Trecho do texto:
※ ※ ※

Daí a necessidade de, em situações como essas, poder-se modificar o contrato de concessão ao longo de sua vigência.

A essa altura, você pode estar se perguntando o porquê de esse tema merecer uma aula própria. Bom questionamento. É que, em tese, a ideia de se alterar o objeto licitado pode desafiar o dever de licitar previsto no art. 175 da Constituição Federal. O artigo diz que “[i]ncumbe ao Poder Público, na forma da lei, diretamente ou sob regime de concessão ou permissão, sempre através de licitação, a prestação de serviços públicos”.

A partir do dispositivo constitucional, pode-se argumentar que, uma vez licitado, o contrato de concessão precisará manter as características do objeto anunciadas no edital de licitação. Caso contrário, haveria a modificação dos termos do serviço delegado e, possivelmente, violação do texto da Constituição. Você concorda com esse argumento?

A discussão sobre o tema é longa. Para formar sua opinião, você precisará se apropriar de outros elementos relevantes, sem os quais é impossível compreender esse debate jurídico em toda sua complexidade. É a esse objetivo que se dedica a próxima seção.

Antes de partir para ela, uma última coisa: ao longo da aula, utilizaremos algumas vezes a expressão “contratos de parceria”, que será explicada logo mais. Preste bastante atenção no que ela significa, ok?

2. CONECTANDO-SE COM A REALIDADE JURÍDICA E ADMINISTRATIVA

Em primeiro lugar, analisaremos um excerto da Lei Geral de Concessões, que estabelece diretrizes para a elaboração dos editais de licitação, bem como as limitações enfrentadas pela administração pública quanto à definição do objeto e à posterior inclusão de investimentos no contrato.

Lei Geral de Concessões (Lei Federal n.º 8.987, de 1995)

Art. 18. O edital de licitação será elaborado pelo poder concedente, observados, no que couber, os critérios e as normas gerais da legislação própria sobre licitações e contratos e conterá, especialmente:

VII – os direitos e obrigações do poder concedente e da concessionária em relação a alterações e expansões a serem realizadas no futuro, para garantir a continuidade da prestação do serviço;

Art. 23. São cláusulas essenciais do contrato de concessão as relativas: V – aos direitos, garantias e obrigações do poder concedente e da concessionária, inclusive os relacionados às previsíveis necessidades de futura alteração e expansão do serviço e consequente modernização, aperfeiçoamento e ampliação dos equipamentos e das instalações;

Para os contratos de concessão, a lei buscou introduzir uma lógica mais complexa e distinta daquela aplicada aos contratos administrativos tradicionais. Isso porque os chamados “contratos de parceria” (concessões comuns, patrocinadas ou administrativas, além de outras modalidades contratuais que possam se assemelhar, no regime jurídico, a uma concessão) se caracterizam por sua longa duração, pela relação direta com os usuários e pela interação contínua com a administração pública. Essas características os tornam particularmente sensíveis a alterações normativas, mudanças no comportamento dos usuários, inovações tecnológicas e, especialmente, à necessidade de inclusão de novos investimentos ao longo do tempo.

※ ※ ※

Exercícios propostos:
**1)** Transcreva do trecho sobre contratos de concessão a passagem que se inicia em "Em primeiro lugar, analisaremos" e prossegue até "8.987, de 1995)".
**2)** Segundo o trecho sobre contratos de concessão, quais características distinguem os chamados "contratos de parceria"?
Responda com base unicamente no trecho sobre contratos de concessão apresentado acima.

Material fornecido:
※ ※ ※

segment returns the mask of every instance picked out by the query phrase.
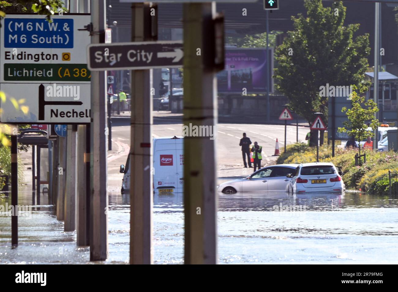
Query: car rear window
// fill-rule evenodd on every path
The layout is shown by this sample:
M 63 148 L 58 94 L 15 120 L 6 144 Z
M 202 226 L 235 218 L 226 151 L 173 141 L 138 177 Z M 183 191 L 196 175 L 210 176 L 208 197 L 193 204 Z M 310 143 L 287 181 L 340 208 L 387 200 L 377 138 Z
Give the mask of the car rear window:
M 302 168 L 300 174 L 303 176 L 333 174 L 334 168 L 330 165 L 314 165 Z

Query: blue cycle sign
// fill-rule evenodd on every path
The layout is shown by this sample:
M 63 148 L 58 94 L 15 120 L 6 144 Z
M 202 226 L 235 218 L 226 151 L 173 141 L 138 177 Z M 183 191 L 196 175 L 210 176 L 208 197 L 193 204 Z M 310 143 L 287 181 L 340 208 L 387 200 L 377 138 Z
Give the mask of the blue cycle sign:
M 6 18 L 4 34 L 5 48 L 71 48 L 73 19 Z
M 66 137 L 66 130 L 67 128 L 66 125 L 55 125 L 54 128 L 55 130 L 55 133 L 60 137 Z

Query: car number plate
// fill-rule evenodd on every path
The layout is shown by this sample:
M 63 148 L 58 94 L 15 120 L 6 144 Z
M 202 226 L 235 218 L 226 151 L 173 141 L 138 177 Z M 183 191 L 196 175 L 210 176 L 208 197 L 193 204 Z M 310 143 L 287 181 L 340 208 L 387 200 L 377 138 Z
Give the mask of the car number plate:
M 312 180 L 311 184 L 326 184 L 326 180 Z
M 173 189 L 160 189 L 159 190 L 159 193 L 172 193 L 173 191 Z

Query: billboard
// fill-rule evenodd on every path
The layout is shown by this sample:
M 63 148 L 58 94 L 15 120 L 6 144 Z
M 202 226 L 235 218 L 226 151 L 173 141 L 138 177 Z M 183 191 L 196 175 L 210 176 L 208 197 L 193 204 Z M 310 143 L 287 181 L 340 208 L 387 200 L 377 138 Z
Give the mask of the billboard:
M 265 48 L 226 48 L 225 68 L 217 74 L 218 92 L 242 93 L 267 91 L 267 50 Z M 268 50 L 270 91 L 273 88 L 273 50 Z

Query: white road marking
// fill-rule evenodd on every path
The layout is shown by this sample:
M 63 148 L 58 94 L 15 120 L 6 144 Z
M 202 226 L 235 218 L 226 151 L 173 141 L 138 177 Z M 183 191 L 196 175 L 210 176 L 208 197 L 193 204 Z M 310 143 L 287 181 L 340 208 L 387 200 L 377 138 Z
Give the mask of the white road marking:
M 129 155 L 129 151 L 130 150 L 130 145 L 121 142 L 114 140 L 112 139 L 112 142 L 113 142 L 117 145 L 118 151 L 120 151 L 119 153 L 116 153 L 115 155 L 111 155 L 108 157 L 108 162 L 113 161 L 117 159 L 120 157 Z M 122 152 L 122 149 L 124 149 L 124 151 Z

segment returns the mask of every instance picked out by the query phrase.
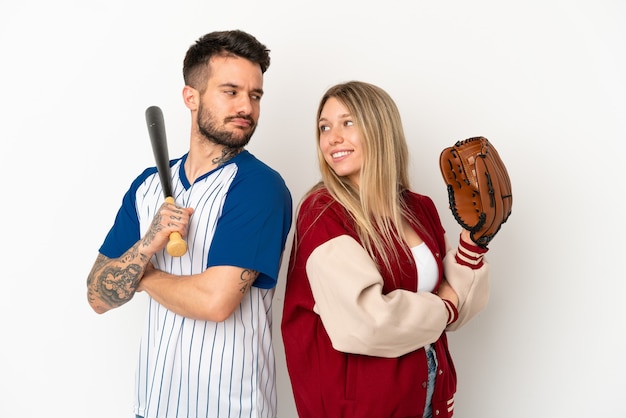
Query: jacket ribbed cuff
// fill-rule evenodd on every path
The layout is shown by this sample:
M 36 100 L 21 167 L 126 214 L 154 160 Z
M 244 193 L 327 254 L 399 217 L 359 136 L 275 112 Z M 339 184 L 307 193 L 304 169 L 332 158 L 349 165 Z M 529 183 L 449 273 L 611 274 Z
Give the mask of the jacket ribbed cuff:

※ ※ ※

Gabarito dos exercícios:
**1)**
Em primeiro lugar, analisaremos um excerto da Lei Geral de Concessões, que estabelece diretrizes para a elaboração dos editais de licitação, bem como as limitações enfrentadas pela administração pública quanto à definição do objeto e à posterior inclusão de investimentos no contrato.

Lei Geral de Concessões (Lei Federal n.º 8.987, de 1995)

**2)** Sua longa duração, a relação direta com os usuários e a interação contínua com a administração pública.